##### Exercise text
When working and designing this quirky space, it was important for the team to ensure an aesthetically pleasing balance of light throughout. Littlefair continues: “We wanted the architectural lighting to be minimal and for the decorative lighting to be the focus in this project. The architectural lights are well concealed and all integrated into the design elements so that they don’t create a focus but work together with the decorative lighting to create intimate spaces.” This led the team to work with Kate & Sam Lighting Designs to approach the architectural lighting design. “We feel having a lighting designer on a project is key,” explains Littlefair. “Lighting plays such an important role within interior design, and if the lighting output isn’t right then it can make or break a project. Kate & Sam helped to establish the architectural lighting design while being sympathetic to our decorative lighting. They ensured that we used fittings that would not dominate our design but sit discreetly within. All of the fittings were set onto dimming systems and scene settings were programmed to ensure that the lighting levels were optimised throughout the day. This is all crucial for creating the right environment and intimate feel for the hotel. We normally work with a lighting designer on all of our hospitality projects.”
Kate Wilkins, of Kate and Sam Lighting Designs, adds: “Decorative lighting is always crucial for the aesthetic, the placement essential for the layering, and the lamps for dimming complementing and setting the moods”.
Working with the light settings and programmes, the duo ensured the lighting scenarios guaranteed a welcoming atmosphere for guests on arrival, focusing the eye where needed, and complementing the times of day and task lighting to flatter and provide an all-round feel-good energy for guests. “The basement was the trickiest area, as there is no natural light and needs to provide breakfast with a townhouse club feel,” explains Wilkins. “So, we introduced some different colour temperatures suggesting daylight in wall details. And, in the evenings, complementing the exclusive club mood. Scene setting was crucial to the spaces.”
Reflecting on the project after completion, both Goddard Littlefair and Kate & Sam were very pleased with the outcome.
##########
##### Data extract
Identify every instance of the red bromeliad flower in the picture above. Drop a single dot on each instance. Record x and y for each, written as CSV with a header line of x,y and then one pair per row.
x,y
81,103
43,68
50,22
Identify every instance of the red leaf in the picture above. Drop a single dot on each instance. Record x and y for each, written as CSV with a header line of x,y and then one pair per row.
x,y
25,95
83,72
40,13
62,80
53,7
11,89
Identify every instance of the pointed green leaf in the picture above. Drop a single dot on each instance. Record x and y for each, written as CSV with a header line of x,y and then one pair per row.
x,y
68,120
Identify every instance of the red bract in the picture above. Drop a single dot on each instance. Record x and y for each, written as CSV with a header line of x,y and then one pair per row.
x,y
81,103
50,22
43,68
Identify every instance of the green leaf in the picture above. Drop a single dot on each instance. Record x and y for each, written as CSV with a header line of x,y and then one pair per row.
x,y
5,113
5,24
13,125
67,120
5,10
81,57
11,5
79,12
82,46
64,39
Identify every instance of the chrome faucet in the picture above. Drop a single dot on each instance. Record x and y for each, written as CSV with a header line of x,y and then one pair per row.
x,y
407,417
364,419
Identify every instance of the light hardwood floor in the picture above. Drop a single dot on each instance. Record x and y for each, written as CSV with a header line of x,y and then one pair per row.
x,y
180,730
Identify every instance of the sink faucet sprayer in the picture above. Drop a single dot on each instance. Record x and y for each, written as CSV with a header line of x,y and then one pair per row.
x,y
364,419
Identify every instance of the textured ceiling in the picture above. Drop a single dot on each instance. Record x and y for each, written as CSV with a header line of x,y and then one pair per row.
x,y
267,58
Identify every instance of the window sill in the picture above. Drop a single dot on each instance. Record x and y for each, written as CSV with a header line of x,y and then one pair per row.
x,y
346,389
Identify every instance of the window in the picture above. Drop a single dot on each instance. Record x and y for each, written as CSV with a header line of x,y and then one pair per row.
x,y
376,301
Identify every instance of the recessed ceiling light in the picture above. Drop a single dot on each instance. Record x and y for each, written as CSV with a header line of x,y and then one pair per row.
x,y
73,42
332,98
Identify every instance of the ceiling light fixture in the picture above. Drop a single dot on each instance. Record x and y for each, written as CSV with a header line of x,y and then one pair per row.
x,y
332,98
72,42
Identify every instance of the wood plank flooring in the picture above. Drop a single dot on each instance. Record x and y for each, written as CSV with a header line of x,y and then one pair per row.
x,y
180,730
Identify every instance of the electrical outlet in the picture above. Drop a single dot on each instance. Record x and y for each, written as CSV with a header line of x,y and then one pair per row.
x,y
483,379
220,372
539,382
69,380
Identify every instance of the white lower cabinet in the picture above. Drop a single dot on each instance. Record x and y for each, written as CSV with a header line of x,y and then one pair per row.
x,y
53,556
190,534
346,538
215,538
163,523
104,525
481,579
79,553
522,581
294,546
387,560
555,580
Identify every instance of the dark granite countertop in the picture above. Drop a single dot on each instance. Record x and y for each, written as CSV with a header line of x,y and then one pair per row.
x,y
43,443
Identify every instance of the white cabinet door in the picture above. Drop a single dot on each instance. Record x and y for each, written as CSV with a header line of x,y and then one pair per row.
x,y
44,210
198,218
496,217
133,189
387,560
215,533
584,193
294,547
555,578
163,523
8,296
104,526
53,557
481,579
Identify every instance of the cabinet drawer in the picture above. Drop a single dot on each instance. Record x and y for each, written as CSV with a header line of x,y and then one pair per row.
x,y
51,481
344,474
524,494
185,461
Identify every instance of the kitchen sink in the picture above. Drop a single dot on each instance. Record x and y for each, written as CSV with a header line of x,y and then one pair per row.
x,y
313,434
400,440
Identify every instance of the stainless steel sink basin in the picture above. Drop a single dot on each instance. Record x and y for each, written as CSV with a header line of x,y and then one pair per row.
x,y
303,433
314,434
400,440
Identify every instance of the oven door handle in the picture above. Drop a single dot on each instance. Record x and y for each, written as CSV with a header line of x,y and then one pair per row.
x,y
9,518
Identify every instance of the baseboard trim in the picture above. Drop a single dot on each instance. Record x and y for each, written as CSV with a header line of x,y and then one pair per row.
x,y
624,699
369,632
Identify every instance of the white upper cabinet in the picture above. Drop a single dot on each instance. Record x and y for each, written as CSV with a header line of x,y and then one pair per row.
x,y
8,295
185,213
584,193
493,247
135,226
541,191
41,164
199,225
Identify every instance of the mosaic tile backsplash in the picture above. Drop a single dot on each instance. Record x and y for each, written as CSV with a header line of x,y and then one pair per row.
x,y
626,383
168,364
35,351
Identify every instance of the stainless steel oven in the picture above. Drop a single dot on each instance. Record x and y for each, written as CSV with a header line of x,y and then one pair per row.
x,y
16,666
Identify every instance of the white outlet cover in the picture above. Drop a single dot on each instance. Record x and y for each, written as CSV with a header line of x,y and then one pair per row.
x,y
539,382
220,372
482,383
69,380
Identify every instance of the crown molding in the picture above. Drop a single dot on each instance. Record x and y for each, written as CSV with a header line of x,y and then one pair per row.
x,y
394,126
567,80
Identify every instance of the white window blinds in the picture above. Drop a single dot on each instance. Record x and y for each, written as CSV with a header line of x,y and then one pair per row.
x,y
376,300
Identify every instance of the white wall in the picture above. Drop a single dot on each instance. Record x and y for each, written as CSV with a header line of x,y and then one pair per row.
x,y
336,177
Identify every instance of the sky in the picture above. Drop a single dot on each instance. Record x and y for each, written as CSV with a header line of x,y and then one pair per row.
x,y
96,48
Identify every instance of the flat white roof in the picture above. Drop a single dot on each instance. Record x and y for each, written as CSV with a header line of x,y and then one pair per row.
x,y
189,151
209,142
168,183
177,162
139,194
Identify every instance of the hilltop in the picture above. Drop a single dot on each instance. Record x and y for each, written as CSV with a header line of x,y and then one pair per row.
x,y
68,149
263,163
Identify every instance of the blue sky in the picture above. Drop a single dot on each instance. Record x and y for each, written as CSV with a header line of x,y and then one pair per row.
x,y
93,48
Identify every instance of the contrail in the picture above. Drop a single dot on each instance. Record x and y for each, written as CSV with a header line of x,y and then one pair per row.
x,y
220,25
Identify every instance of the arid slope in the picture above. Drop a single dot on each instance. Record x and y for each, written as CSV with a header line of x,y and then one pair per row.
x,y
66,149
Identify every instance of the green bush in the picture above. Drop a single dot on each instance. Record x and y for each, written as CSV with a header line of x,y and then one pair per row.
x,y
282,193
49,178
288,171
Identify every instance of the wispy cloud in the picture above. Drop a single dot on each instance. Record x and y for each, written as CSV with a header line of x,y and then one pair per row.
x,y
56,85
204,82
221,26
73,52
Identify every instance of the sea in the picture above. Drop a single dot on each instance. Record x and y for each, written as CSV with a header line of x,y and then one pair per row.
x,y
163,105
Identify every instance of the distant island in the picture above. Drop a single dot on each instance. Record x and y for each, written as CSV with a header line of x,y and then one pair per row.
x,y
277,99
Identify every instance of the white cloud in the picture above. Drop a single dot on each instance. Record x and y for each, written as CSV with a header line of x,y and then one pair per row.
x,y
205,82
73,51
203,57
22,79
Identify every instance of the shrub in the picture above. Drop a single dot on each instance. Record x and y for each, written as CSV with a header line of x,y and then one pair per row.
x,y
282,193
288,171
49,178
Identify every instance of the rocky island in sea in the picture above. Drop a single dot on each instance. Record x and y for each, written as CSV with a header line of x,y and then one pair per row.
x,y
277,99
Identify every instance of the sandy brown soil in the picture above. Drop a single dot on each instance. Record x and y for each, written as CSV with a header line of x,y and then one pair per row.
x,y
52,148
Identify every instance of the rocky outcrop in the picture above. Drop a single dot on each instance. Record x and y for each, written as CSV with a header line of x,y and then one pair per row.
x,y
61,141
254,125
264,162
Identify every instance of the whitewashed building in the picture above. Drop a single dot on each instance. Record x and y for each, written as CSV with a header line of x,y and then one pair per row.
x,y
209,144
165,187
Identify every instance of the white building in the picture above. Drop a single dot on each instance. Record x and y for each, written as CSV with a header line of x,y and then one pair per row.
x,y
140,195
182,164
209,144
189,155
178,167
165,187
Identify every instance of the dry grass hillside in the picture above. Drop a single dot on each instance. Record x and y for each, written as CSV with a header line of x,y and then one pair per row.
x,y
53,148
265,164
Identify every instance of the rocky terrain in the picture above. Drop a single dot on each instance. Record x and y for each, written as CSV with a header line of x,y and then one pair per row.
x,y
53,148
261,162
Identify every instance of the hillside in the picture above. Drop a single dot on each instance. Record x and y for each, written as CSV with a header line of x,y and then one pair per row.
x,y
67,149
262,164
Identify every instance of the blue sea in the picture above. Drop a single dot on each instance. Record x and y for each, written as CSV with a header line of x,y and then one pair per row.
##########
▸ **About this exercise**
In the hotel lighting text, what made the basement the trickiest area? The listing isn't needed for this.

▸ **Answer area**
It has no natural light and needs to provide breakfast with a townhouse club feel.